------ PASSAGE PROVIDED

4 steps to effective Disaster Recovery planning

by Marc Watley on August 23, 2010

Question: A wildfire 10 miles away from your company headquarters is raging out of control. The fire captain just ordered everyone in your building to evacuate. All staff have safely evacuated premises, and now you are likewise heading out, taking one final look at your datacenter – still humming away, unsuspectingly. You have offsite data storage but no offsite server infrastructure, applications, etc.

What do you do?

I’m paraphrasing from a not-so-great movie here – Speed (Keanu may have been good in The Matrix but the predictable tête-à-tête between his and Dennis Hopper’s character in Speed still makes me chuckle) – but IT executives today are, in fact, increasingly faced with the threat of disasters – whether natural (such as a wildfire) or man-made (e.g. some ding-dong crashing a vehicle into your datacenter). I may be taking a bit of creative license here, but this could not be a more serious issue. (Recall those horrible wildfires in San Diego, California area a few years back? The example above was culled from situations experienced during that period.)

As organizations – and their customers – increasingly rely on database, server, and IP-connected applications and data sources, the importance and responsibility of maintaining continuity of the business infrastructure and limiting costly downtime in the event of a disaster, is paramount.

Though many an organization had active disaster recovery (DR) projects on the books a few years ago, the global financial crunch of the last 20 or so months has wreaked havoc on IT budgets everywhere; only now are many of these DR projects once again taking priority.

If you’re thinking that you can ‘wait it out’ and disaster won’t strike on your watch, think again. Apparently, some 93 percent of organizations have had to execute on their disaster recovery plans. Yep. This according to an annual DR survey from Symantec last year.  A few more points from this survey:

  • In general it takes companies [with active DR plans] on average three hours to achieve skeleton operations after an outage, and four hours to be up and running
  • The average annual budget for DR initiatives is $50MM (including backup, recovery, clustering, archiving, spare servers, replication, tape, services, DR plan development and offsite costs)
  • Virtualization has caused 64 percent of organizations worldwide to reevaluate their DR plans

Whether your organization is a small recently funded startup or well-entrenched in the Fortune 100, designing, implementing, and testing a DR plan is an endeavor that takes dedication, careful planning and time (the entire process can take weeks or even months). There are many excellent resources available which can provide knowledge and detail as to the individual steps of a DR planning initiative.  (Cisco’s DR Best Practices site or Disaster Recovery are great places to begin, by the way.)  What follows is a high-level, best-practices overview of the planning process:

Executive Sponsorship

This first step of a successful DR plan involves two key components: One is to secure plan sponsorship and engagement from senior company leadership – CEO, COO, CIO, etc. The other is to establish a planning team that is representative of all functional units of the organization – sales, operations, finance, IT, etc.  This step is the catalyst to a smooth planning initiative, and requires focus and patience.  (The ability to herd cats wouldn’t hurt, either.) It may also be helpful to reduce the impact on internal resources by leveraging outside help from a consulting firm well-versed in DR planning.

Information Gathering

This portion of the planning process – information gathering, due diligence and assessment – is the most involved and most time-consuming, and a true test of teamwork across the organization.

------------

* **WORK INSTRUCTIONS**:
1. Answer these questions from the disaster recovery article:
(a) How far from company headquarters is the wildfire in the opening scenario?
(b) What share of organizations had to execute their disaster recovery plans, according to the Symantec survey?
(c) Which two groups does the Executive Sponsorship step call for?
2. Print the stretch of the disaster recovery article from "As organizations –" through "again taking priority.".

------ PROVIDED RECORDS

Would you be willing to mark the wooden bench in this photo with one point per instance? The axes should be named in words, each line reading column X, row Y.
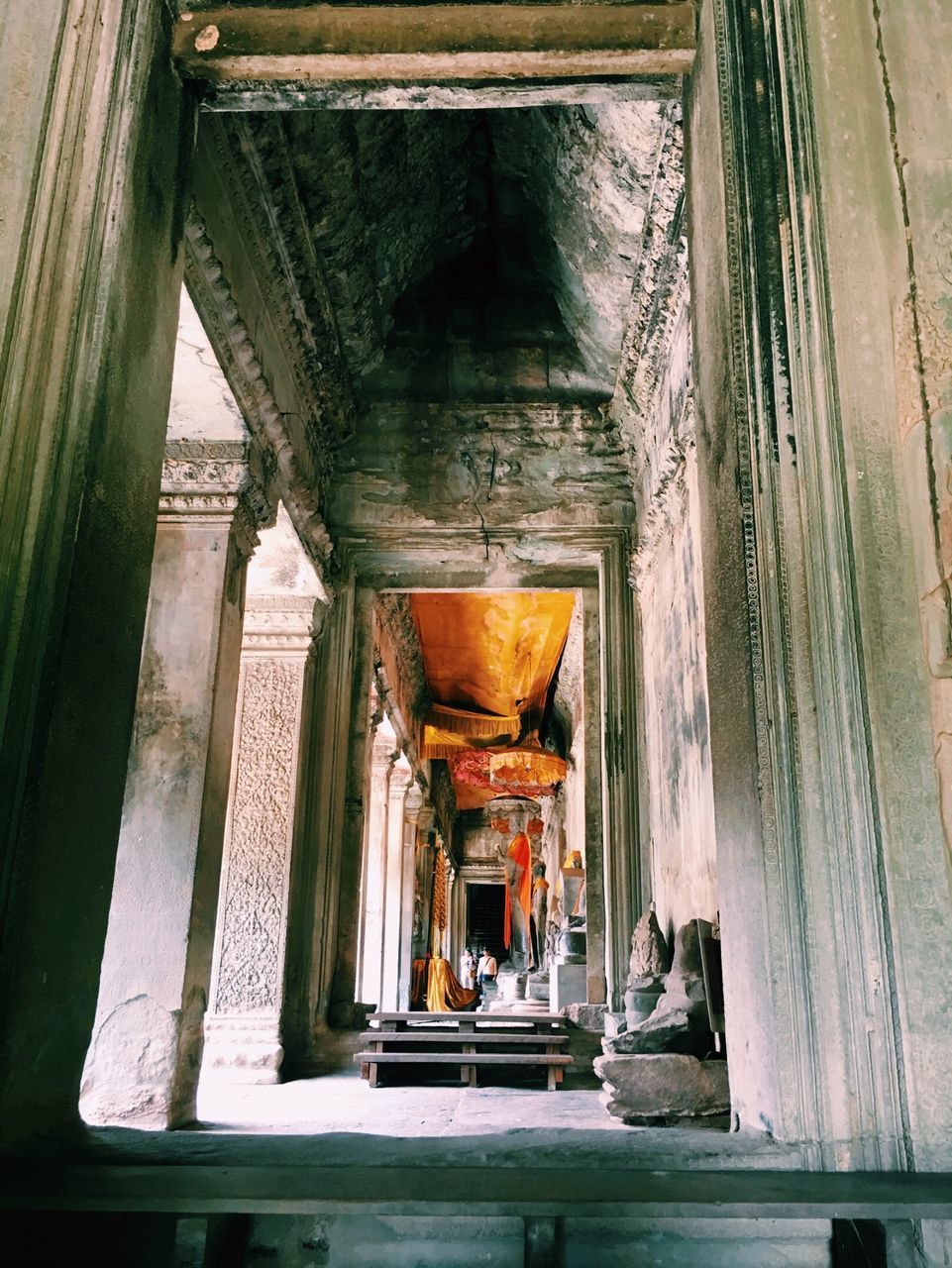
column 467, row 1040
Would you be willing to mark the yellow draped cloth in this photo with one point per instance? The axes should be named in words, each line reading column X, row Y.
column 521, row 851
column 444, row 993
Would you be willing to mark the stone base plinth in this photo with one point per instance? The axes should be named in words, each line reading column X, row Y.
column 589, row 1017
column 243, row 1050
column 568, row 986
column 665, row 1088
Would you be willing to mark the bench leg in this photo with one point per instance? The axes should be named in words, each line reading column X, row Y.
column 468, row 1073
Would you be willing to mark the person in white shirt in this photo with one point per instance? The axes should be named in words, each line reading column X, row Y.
column 467, row 969
column 487, row 968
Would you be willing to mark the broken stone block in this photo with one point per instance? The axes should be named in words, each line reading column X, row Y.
column 649, row 951
column 642, row 1002
column 672, row 1027
column 644, row 1091
column 615, row 1023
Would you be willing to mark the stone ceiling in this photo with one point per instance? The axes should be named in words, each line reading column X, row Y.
column 443, row 317
column 478, row 254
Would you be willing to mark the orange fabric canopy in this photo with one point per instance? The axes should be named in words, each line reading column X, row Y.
column 521, row 852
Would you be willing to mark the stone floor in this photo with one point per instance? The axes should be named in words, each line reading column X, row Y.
column 345, row 1102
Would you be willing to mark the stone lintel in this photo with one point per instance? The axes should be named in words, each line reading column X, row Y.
column 239, row 95
column 435, row 42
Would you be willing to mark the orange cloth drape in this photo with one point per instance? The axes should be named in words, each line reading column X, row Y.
column 521, row 852
column 417, row 986
column 444, row 993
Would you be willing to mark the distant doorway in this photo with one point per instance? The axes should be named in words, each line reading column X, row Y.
column 485, row 905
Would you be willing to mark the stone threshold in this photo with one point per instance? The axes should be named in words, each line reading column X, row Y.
column 550, row 1190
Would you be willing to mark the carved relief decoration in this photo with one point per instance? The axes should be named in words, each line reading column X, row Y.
column 213, row 478
column 281, row 457
column 397, row 628
column 262, row 818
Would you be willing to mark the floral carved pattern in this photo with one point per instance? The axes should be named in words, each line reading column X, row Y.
column 259, row 840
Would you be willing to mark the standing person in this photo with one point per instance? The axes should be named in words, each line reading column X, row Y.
column 487, row 968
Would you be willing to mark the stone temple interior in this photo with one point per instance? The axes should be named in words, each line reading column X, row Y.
column 476, row 606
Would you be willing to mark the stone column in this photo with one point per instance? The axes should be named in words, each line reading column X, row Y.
column 374, row 869
column 244, row 1027
column 142, row 1065
column 415, row 820
column 398, row 829
column 93, row 195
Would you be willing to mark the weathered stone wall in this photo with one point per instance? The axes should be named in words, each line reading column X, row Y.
column 654, row 410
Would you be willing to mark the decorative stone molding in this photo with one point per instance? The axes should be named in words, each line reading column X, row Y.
column 395, row 623
column 276, row 624
column 209, row 479
column 239, row 359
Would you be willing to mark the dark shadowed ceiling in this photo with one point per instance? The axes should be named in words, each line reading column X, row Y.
column 478, row 254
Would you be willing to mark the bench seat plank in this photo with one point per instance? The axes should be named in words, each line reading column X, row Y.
column 464, row 1058
column 452, row 1036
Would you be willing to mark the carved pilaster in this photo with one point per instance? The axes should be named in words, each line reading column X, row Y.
column 244, row 1028
column 214, row 479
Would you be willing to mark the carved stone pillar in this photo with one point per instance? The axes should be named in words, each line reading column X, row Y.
column 383, row 755
column 395, row 947
column 142, row 1065
column 244, row 1027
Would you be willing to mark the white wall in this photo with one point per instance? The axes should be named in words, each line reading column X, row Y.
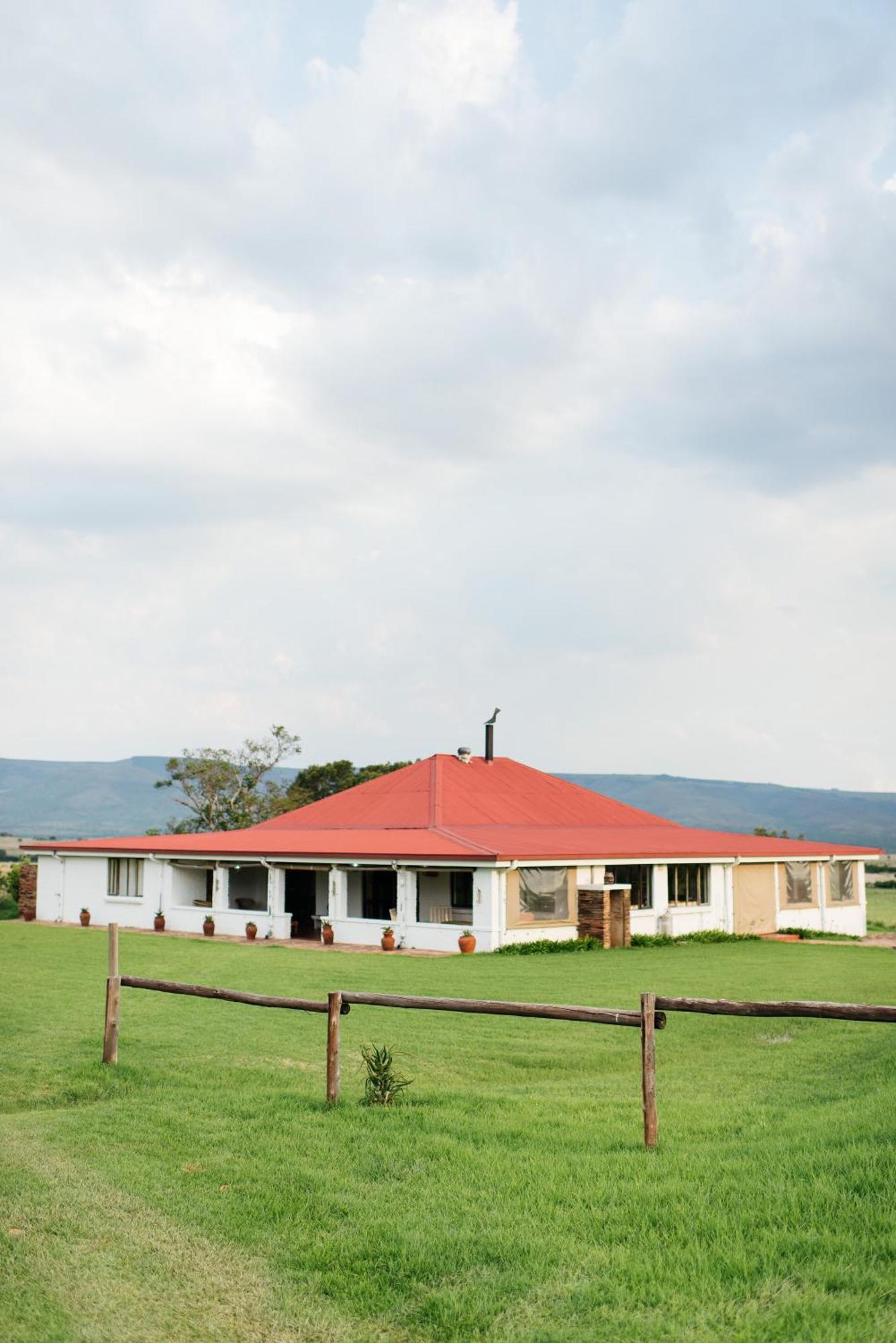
column 66, row 886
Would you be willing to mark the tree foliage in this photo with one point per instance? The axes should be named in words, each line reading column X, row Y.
column 227, row 790
column 322, row 781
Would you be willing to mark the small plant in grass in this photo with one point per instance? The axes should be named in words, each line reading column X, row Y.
column 383, row 1086
column 817, row 935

------------

* **TASK-BY-TASK OUTPUTS**:
1.
(a) 10 miles.
(b) About 93 percent.
(c) Senior company leadership (CEO, COO, CIO, etc.), whose sponsorship and engagement must be secured, and a planning team representing all functional units of the organization (sales, operations, finance, IT, etc.).

2.
As organizations – and their customers – increasingly rely on database, server, and IP-connected applications and data sources, the importance and responsibility of maintaining continuity of the business infrastructure and limiting costly downtime in the event of a disaster, is paramount.

Though many an organization had active disaster recovery (DR) projects on the books a few years ago, the global financial crunch of the last 20 or so months has wreaked havoc on IT budgets everywhere; only now are many of these DR projects once again taking priority.